# Task to carry out:
Reproduce every line of the listing below without any change, but leave out the pictures.

Items listed in a dataset:
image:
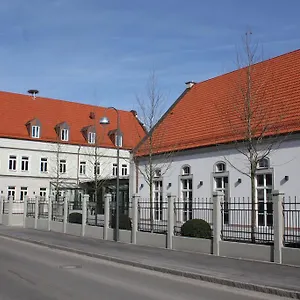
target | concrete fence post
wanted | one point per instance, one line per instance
(278, 225)
(170, 231)
(10, 210)
(25, 211)
(107, 201)
(65, 221)
(84, 213)
(217, 221)
(135, 202)
(1, 209)
(49, 213)
(36, 212)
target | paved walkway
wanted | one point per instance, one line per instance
(265, 277)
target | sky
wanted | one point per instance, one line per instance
(103, 52)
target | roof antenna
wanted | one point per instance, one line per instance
(33, 93)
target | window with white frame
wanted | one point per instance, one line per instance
(35, 131)
(43, 193)
(124, 170)
(221, 184)
(264, 189)
(82, 168)
(97, 168)
(24, 163)
(158, 199)
(92, 137)
(115, 169)
(44, 164)
(62, 166)
(64, 134)
(12, 163)
(23, 193)
(11, 192)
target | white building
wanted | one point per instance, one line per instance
(49, 145)
(198, 145)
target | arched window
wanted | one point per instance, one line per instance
(186, 170)
(263, 163)
(220, 167)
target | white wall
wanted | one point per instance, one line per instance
(285, 161)
(34, 179)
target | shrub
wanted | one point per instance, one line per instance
(75, 218)
(196, 228)
(124, 222)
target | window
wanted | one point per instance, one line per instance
(263, 163)
(12, 163)
(62, 166)
(187, 196)
(64, 134)
(97, 168)
(24, 163)
(157, 173)
(158, 200)
(23, 193)
(35, 131)
(264, 188)
(43, 193)
(82, 168)
(11, 192)
(186, 170)
(124, 170)
(115, 169)
(44, 164)
(92, 137)
(220, 167)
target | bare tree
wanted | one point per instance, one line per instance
(150, 111)
(252, 124)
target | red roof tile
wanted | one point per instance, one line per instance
(16, 110)
(202, 116)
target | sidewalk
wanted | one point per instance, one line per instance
(263, 277)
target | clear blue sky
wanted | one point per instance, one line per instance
(101, 52)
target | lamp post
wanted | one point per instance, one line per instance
(105, 121)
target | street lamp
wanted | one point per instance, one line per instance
(105, 121)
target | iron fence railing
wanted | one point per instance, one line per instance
(291, 214)
(244, 221)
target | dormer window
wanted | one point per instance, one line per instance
(35, 131)
(220, 167)
(64, 134)
(34, 128)
(92, 137)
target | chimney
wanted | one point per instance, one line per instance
(190, 84)
(33, 93)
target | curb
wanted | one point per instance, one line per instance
(206, 278)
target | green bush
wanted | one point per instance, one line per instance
(124, 222)
(75, 218)
(196, 228)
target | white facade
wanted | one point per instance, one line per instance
(23, 171)
(283, 162)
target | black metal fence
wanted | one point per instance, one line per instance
(152, 217)
(244, 221)
(187, 209)
(291, 213)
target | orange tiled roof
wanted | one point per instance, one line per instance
(17, 109)
(210, 112)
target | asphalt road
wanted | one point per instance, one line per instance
(32, 272)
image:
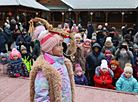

# Finished task:
image:
target | concrete fence post
wanted | one point per instance, one line per instance
(278, 225)
(170, 231)
(10, 210)
(25, 211)
(107, 201)
(65, 221)
(84, 213)
(217, 221)
(135, 202)
(1, 209)
(49, 213)
(36, 212)
target | paved walkway
wanted | one point per instance, one line per instance
(265, 277)
target | sky
wanted | one point per instance, one line per instance
(103, 52)
target | roof antenna
wanted | one point per instance, one line per instance
(33, 93)
target | window with white frame
wanted | one point per instance, one line per instance
(35, 131)
(43, 193)
(124, 170)
(221, 184)
(264, 189)
(82, 168)
(97, 168)
(24, 163)
(158, 199)
(92, 137)
(115, 169)
(44, 164)
(62, 166)
(64, 134)
(12, 163)
(23, 193)
(11, 192)
target | white building
wanted | one point per instance, one line per instance
(49, 145)
(198, 145)
target | arched window
wanted | one point per instance, one line per instance
(186, 170)
(263, 163)
(220, 167)
target | white wall
wanted | one point per instance, one line per instance
(285, 161)
(34, 179)
target | shrub
wanted | one point per instance, one line per instance
(75, 218)
(196, 228)
(124, 222)
target | window
wanted | one point per instance, one line per instance
(263, 163)
(12, 163)
(62, 166)
(187, 196)
(64, 134)
(97, 168)
(24, 163)
(157, 173)
(158, 200)
(23, 193)
(35, 131)
(264, 188)
(43, 193)
(82, 168)
(11, 192)
(186, 170)
(124, 170)
(115, 169)
(44, 164)
(92, 137)
(220, 167)
target | bare tree
wanted | one point per instance, one line per instance
(150, 111)
(252, 124)
target | red roof tile
wanted | one point per instance, one line per instance
(16, 110)
(202, 116)
target | sidewalk
wanted | one point per instance, one line per instance
(263, 277)
target | clear blue sky
wanted | one point per instance, one line per instance
(101, 52)
target | lamp post
wanted | one point per instance, one line per instance
(105, 121)
target | street lamp
wanted | one point per instance, one line per instance
(105, 121)
target | iron fence railing
wanted | one point per instance, one line per instance
(291, 214)
(244, 221)
target | dormer window
wanted | one point per instance, one line per instance
(35, 131)
(220, 167)
(64, 134)
(34, 128)
(92, 137)
target | chimney
wanted | one point per instance, one line per instance
(190, 84)
(33, 93)
target | curb
wanted | one point per instance, one line per instance
(206, 278)
target | green bush
wanted | one point per instance, one line per instance
(124, 222)
(75, 218)
(196, 228)
target | white facade
wanted | one point per instance, one line per instance
(23, 171)
(283, 162)
target | black metal fence
wanted | one point per instance, one line per instance
(152, 217)
(244, 221)
(187, 209)
(291, 213)
target | orange tiled roof
wanted | one point per instance, one line per instance
(17, 109)
(210, 112)
target | asphalt road
wanted | one point per instance, one line per instance
(32, 272)
image:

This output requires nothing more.